[Records provided start]
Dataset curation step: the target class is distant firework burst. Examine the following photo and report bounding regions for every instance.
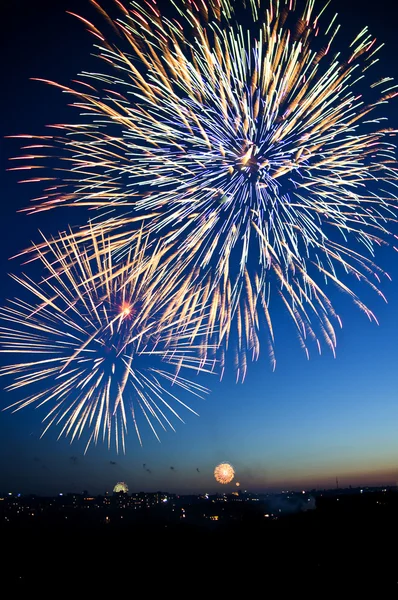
[0,233,213,450]
[9,0,397,378]
[214,463,235,485]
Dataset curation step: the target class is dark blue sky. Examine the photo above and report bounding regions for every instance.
[0,0,398,493]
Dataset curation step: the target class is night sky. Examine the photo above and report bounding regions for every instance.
[0,0,398,494]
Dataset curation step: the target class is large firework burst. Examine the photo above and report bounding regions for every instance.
[0,233,212,450]
[214,463,235,485]
[9,0,397,372]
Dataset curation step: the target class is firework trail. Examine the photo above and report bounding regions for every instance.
[8,0,397,378]
[0,229,213,451]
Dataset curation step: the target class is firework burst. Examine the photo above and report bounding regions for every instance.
[214,463,235,485]
[8,0,397,376]
[0,233,214,451]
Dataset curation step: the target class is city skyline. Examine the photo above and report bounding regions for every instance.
[0,0,398,493]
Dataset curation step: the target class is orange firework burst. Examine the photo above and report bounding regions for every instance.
[214,463,235,485]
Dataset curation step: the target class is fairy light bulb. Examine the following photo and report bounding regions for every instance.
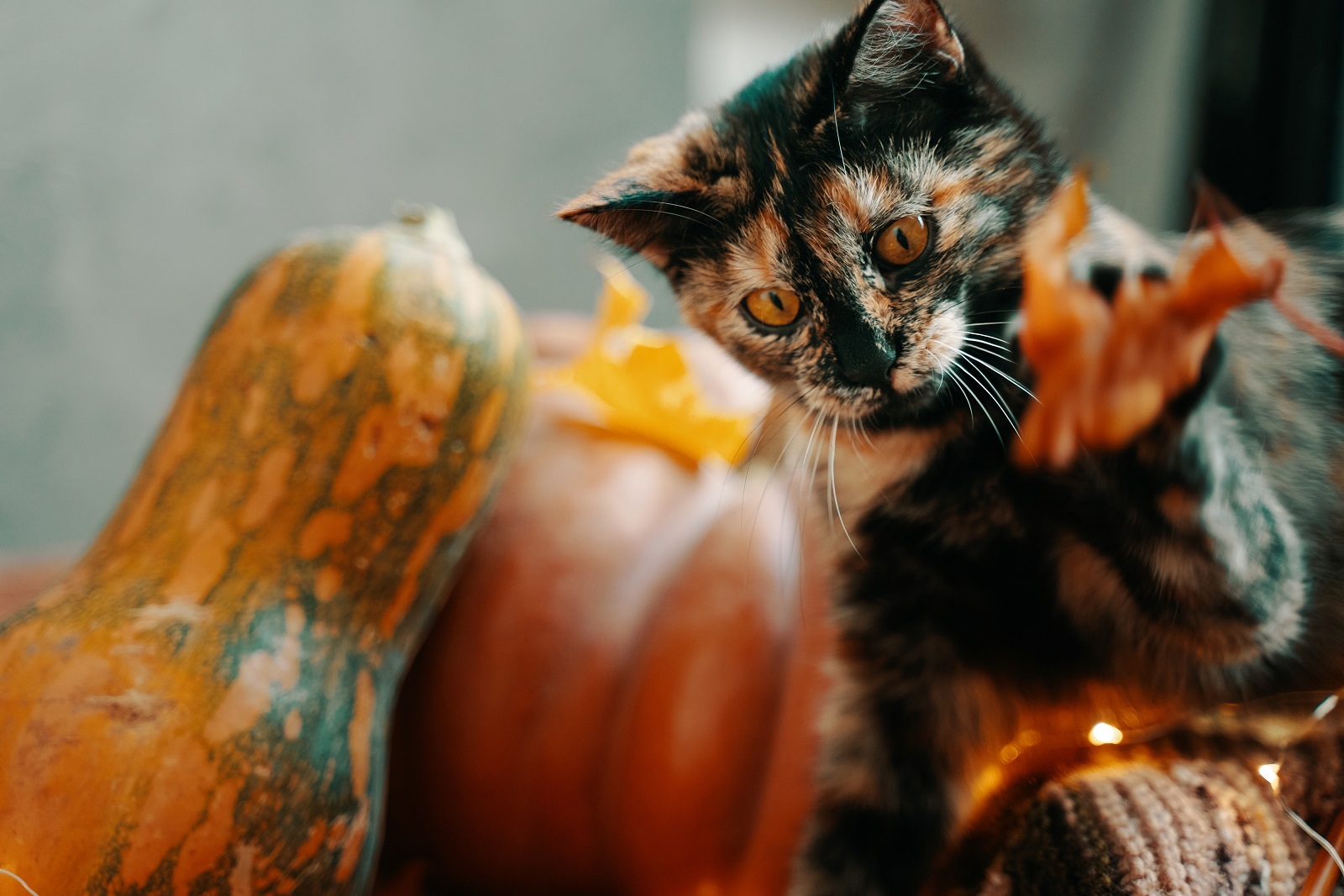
[Records provided end]
Problem to work on
Rewrite all of the entries above as a numbered list, skipping any blank lines. Leave the pictures out of your answer.

Answer to this problem
1. Dataset curation step: the target class is distant firework burst. Examine the following photo and report bounding regions for every instance.
2. [0,233,213,450]
3. [9,0,397,378]
4. [214,463,235,485]
5. Dataset curation step: the target class is dark blue sky. Examine the photo above and report bounding regions for every instance.
6. [0,0,398,493]
7. Dataset curation step: the target class is night sky. Examine the photo above and report bounding regions for every instance.
8. [0,0,398,494]
9. Dataset curation step: the target class is large firework burst. Examine the photo above and report bounding regions for every instance.
10. [0,233,212,450]
11. [214,463,235,485]
12. [9,0,397,372]
13. Dataset curation step: the target class is firework trail. Examine the photo above and report bounding regions for every instance.
14. [8,0,397,378]
15. [0,229,213,451]
16. Dataset curation step: the target class is firework burst. Examine the photo above and report bounding regions for every instance.
17. [214,463,235,485]
18. [8,0,397,376]
19. [0,233,214,451]
20. Dataset curation step: the target class is city skyline. Examine the photo above and report bounding regions for every instance.
21. [0,0,398,493]
22. Dataset curation step: the target class is orange firework burst. Examine the photo above and report bounding regions for every instance.
23. [214,463,235,485]
24. Dataset curation step: the target class is fairy light bulb. Examine the following photo and report bounding regions for every instance.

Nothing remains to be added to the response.